** start DATASET EXTRACT **

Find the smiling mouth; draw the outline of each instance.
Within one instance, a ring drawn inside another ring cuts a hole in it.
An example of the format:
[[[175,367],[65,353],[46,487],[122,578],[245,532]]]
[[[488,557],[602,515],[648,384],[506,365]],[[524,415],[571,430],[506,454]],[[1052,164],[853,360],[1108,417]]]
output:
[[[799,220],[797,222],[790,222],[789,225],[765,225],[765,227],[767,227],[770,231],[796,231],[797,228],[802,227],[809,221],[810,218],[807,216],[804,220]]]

** end DATASET EXTRACT **

▶ GOAL
Return every line above without changing a single character.

▶ REPLY TO THE EXERCISE
Find the smiling mouth; draw the outline of each instance.
Within one instance, a ring drawn inside another ring cuts a hole in it.
An example of the format:
[[[175,367],[65,353],[46,487],[122,578],[245,532]]]
[[[488,557],[602,515],[648,384],[506,365]],[[524,415],[571,430],[506,454]],[[1052,164],[853,360],[1108,417]]]
output:
[[[799,220],[797,222],[790,222],[789,225],[765,225],[765,227],[767,227],[770,231],[796,231],[797,228],[802,227],[809,221],[810,218],[807,216],[804,220]]]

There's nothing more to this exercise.